_LISTED RECORDS_
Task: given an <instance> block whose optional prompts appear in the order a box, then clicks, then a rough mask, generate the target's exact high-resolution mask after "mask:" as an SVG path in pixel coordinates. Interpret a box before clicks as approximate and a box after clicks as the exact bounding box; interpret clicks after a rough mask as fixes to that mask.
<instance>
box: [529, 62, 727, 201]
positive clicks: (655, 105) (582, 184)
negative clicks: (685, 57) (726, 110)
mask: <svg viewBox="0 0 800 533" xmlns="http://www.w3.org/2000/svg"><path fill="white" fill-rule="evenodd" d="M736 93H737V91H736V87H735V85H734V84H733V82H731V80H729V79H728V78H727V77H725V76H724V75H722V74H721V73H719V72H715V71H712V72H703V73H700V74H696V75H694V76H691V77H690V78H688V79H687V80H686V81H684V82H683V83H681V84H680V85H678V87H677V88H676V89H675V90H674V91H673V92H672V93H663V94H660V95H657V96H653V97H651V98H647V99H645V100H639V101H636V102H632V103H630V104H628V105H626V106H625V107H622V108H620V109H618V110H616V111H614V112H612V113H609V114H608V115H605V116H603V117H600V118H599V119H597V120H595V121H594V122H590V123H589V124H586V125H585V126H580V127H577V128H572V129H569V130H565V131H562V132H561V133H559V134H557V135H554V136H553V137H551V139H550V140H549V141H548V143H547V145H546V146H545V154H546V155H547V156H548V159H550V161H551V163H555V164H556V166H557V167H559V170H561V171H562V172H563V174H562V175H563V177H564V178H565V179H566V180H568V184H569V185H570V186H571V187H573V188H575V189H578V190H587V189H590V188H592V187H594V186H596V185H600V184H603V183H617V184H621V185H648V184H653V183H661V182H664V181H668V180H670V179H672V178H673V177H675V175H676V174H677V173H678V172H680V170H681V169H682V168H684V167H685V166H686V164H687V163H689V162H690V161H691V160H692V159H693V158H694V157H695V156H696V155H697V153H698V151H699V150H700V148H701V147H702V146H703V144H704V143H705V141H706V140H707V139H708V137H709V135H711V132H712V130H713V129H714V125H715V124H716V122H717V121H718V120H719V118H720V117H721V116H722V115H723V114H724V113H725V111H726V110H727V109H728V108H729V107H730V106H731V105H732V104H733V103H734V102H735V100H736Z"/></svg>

_TASK GOAL_
Would you copy out each line of the records above where the word "instance" occurs?

_FINAL ANSWER_
Task: given an <instance> block whose optional prompts appear in the order a box, then clicks, then a rough mask, generate the target's exact high-resolution mask after "mask:" as an SVG path in pixel coordinates. Interpret a box before clicks as approximate and a box after clicks as the exact bounding box; interpret clicks after a rough mask as fixes to that mask.
<instance>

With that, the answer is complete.